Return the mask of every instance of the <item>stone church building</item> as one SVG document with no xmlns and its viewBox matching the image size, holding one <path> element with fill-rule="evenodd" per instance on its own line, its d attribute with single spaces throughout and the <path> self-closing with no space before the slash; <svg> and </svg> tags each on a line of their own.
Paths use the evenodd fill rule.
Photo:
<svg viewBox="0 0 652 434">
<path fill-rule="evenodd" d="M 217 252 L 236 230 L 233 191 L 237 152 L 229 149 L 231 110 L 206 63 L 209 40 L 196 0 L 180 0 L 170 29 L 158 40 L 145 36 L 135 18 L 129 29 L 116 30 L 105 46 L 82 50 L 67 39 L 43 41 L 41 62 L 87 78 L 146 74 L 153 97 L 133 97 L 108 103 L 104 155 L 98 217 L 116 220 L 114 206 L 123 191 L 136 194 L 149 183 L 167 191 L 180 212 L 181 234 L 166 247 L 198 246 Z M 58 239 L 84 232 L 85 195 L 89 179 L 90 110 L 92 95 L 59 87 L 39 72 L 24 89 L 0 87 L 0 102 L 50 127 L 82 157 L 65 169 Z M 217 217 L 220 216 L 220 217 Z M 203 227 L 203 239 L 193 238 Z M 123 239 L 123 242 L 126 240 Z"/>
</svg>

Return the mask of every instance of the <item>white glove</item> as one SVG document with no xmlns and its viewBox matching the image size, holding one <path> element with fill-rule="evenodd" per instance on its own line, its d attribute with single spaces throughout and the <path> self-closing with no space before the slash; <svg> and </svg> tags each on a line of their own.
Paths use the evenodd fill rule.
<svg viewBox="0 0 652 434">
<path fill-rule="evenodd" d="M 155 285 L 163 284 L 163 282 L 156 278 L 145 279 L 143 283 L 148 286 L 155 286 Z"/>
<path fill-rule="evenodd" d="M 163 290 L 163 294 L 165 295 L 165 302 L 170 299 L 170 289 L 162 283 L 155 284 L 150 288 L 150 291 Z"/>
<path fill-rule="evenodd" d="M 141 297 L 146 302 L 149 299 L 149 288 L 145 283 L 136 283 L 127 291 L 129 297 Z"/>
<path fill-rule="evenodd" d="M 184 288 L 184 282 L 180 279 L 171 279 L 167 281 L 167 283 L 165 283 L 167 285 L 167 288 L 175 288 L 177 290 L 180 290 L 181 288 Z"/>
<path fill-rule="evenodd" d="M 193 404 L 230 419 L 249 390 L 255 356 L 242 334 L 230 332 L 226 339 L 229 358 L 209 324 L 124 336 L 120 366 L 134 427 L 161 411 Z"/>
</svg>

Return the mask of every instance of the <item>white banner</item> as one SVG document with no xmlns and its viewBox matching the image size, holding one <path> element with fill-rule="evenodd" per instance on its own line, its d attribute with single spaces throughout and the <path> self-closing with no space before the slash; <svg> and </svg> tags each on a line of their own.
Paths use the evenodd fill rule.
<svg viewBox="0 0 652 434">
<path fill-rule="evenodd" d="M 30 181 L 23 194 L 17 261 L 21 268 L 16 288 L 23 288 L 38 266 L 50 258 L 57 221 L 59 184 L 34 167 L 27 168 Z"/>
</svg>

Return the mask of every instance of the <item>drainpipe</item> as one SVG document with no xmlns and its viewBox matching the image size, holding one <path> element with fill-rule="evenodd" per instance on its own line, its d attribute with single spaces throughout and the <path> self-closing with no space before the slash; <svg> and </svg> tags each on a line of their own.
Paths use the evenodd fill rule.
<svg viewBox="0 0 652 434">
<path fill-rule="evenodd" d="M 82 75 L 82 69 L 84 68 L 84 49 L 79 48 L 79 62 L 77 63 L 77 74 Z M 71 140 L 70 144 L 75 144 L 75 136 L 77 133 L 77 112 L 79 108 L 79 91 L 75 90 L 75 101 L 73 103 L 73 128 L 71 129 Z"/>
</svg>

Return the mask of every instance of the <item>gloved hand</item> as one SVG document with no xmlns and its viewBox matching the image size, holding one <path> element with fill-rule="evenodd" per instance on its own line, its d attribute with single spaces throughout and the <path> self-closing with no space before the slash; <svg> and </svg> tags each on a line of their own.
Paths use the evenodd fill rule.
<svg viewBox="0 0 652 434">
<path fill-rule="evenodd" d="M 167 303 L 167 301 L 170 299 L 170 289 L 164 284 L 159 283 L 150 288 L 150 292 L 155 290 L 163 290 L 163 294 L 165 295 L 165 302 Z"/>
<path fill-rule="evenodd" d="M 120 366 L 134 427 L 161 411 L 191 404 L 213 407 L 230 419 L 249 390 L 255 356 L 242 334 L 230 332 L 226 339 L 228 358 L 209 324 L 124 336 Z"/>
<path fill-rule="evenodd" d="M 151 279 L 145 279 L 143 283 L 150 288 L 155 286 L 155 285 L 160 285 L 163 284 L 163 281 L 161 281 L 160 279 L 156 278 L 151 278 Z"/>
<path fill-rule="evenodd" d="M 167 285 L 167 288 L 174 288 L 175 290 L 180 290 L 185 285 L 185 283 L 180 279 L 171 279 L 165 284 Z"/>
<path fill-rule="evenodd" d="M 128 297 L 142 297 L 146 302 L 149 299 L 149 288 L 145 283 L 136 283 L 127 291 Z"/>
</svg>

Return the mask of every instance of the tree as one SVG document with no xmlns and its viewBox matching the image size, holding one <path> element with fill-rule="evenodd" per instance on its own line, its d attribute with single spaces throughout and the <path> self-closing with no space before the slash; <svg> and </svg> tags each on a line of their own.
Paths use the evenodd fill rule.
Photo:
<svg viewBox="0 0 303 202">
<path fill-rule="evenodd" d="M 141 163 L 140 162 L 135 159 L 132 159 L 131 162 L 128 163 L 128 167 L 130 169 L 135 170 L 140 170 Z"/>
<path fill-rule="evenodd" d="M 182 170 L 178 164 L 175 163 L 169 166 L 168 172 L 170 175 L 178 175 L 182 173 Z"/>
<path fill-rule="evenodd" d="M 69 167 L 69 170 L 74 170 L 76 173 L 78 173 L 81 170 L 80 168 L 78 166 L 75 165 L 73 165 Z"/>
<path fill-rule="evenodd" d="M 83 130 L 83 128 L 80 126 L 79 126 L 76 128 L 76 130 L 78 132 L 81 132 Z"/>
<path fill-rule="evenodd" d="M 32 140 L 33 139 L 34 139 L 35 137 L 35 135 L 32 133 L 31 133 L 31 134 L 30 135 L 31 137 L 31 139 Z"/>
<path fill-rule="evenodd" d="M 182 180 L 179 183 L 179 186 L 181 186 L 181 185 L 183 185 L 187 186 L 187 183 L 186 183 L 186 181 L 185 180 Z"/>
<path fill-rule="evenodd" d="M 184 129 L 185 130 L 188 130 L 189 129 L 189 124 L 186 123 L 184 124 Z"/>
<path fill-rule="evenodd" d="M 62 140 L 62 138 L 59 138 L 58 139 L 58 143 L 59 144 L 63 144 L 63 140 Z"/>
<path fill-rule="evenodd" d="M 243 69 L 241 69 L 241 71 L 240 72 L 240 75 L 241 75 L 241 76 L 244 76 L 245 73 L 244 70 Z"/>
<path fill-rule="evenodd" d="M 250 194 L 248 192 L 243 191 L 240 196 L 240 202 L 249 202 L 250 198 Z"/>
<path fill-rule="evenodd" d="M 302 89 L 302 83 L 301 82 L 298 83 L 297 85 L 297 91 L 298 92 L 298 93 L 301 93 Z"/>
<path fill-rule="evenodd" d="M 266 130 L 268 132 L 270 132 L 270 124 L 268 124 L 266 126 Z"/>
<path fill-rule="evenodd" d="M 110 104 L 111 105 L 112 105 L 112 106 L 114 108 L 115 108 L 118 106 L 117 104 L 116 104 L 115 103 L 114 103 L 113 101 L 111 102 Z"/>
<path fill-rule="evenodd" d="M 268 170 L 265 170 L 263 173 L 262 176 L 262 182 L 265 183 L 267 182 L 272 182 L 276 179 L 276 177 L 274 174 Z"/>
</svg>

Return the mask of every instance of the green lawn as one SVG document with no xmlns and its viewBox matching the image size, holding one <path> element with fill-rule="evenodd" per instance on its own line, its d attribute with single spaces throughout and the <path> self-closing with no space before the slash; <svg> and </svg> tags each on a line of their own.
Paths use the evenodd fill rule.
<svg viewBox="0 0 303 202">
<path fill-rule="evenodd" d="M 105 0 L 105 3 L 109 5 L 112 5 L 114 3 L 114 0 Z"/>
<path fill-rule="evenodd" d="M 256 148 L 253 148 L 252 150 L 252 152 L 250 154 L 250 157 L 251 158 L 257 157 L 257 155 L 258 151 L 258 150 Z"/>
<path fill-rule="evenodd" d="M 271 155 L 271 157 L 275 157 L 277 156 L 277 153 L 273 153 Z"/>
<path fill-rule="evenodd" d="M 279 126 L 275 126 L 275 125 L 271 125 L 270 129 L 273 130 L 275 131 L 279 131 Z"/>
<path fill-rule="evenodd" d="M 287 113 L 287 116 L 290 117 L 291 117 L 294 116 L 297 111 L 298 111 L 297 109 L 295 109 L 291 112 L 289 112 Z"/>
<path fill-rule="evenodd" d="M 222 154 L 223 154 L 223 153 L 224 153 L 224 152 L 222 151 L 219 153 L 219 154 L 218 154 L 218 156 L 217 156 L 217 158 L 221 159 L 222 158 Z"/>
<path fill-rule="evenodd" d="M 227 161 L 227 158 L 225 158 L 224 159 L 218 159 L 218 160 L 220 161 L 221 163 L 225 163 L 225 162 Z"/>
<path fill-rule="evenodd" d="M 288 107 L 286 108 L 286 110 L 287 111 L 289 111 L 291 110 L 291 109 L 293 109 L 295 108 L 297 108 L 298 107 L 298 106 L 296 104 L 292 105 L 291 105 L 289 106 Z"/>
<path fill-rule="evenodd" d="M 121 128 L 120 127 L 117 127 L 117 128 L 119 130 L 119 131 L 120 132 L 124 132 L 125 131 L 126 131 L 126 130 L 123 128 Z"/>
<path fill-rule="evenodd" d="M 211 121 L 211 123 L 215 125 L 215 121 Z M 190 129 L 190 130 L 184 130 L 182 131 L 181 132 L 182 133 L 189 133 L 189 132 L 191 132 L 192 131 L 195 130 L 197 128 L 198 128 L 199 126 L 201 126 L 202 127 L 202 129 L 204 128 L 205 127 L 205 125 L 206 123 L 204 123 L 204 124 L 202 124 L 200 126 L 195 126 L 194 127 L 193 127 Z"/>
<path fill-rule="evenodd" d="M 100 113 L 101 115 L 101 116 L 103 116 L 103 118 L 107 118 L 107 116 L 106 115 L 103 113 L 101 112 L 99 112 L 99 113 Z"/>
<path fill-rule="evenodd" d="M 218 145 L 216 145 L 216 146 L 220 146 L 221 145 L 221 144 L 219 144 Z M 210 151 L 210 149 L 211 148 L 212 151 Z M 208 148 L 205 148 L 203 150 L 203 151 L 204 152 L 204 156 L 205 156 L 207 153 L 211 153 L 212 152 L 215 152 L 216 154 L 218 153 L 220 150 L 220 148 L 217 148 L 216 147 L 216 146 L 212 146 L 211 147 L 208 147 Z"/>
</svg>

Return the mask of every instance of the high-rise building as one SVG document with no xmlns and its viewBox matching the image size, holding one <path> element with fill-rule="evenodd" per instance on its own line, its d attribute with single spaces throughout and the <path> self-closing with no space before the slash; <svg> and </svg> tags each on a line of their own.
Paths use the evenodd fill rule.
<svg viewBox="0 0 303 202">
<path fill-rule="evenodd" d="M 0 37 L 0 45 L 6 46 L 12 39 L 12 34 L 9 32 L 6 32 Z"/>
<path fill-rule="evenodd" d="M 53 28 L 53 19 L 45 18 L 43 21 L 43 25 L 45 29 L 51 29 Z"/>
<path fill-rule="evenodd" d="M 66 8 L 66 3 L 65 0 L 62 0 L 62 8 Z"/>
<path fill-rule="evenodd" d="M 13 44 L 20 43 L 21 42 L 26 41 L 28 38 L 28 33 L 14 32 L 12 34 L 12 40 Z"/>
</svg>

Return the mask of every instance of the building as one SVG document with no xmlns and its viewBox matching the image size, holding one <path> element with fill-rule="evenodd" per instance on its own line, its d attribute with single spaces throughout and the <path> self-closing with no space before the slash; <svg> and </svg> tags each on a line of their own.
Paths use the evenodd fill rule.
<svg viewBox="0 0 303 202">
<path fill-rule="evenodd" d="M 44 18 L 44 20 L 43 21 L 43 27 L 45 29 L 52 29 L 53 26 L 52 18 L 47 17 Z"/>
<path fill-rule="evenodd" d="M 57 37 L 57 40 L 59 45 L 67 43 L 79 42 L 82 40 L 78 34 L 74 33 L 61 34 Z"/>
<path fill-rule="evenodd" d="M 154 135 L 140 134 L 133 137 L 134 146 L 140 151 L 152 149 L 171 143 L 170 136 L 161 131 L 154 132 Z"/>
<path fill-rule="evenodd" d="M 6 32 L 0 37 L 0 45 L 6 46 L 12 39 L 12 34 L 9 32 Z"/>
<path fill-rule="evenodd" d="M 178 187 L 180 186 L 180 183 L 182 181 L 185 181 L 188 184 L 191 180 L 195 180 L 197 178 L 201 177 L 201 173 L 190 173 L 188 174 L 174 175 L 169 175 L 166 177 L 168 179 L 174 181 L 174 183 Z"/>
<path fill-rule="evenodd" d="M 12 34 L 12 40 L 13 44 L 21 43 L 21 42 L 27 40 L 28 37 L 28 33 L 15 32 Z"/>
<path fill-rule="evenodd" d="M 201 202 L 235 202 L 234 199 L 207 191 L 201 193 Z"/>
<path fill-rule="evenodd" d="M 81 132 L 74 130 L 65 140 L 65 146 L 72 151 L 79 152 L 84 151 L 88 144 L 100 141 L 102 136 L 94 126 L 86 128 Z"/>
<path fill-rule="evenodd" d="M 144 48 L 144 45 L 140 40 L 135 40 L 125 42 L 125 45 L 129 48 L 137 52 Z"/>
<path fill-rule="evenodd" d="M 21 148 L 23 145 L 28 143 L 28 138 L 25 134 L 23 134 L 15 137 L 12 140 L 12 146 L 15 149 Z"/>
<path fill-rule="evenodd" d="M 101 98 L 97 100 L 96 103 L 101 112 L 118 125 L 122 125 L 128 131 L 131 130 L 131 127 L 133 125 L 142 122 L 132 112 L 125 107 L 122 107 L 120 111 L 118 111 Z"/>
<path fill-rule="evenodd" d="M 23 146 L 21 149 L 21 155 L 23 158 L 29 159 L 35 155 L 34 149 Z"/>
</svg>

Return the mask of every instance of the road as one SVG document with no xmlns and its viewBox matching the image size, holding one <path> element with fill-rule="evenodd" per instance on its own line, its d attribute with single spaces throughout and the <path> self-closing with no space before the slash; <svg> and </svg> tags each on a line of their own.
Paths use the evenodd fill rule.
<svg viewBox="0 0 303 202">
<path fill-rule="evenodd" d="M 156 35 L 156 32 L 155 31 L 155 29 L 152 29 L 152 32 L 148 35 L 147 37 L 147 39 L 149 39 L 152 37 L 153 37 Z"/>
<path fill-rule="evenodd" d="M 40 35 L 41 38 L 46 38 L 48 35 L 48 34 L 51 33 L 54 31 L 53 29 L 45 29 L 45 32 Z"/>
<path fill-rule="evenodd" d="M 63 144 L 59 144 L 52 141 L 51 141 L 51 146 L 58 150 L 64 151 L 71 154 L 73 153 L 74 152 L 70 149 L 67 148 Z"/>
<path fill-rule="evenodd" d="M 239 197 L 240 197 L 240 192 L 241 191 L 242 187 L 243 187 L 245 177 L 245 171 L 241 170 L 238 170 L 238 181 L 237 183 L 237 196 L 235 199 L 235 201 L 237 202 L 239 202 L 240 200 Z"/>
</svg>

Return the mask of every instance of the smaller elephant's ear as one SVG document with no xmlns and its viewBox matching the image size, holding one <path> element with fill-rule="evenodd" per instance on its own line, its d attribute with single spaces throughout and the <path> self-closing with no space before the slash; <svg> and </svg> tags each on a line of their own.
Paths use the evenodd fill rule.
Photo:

* What you are asked to do *
Give back the portion of the records that opens with the line containing "the <item>white glove</item>" and closes with the line containing "L 165 302 L", replacing "Paths" with "Outlines" and keeping everything else the same.

* Correct response *
Return the mask of every instance of the <item>white glove</item> as one SVG document with no xmlns and its viewBox matching the image size, holding one <path> element with fill-rule="evenodd" per instance on its own line, its d attribute with single spaces throughout and the <path> self-closing with no space before the slash; <svg> and </svg> tags each on a line of their own.
Outlines use the evenodd fill rule.
<svg viewBox="0 0 652 434">
<path fill-rule="evenodd" d="M 155 285 L 163 284 L 163 282 L 156 278 L 145 279 L 143 283 L 148 286 L 155 286 Z"/>
<path fill-rule="evenodd" d="M 163 290 L 163 294 L 165 295 L 165 302 L 170 299 L 170 289 L 162 283 L 155 284 L 150 288 L 150 291 Z"/>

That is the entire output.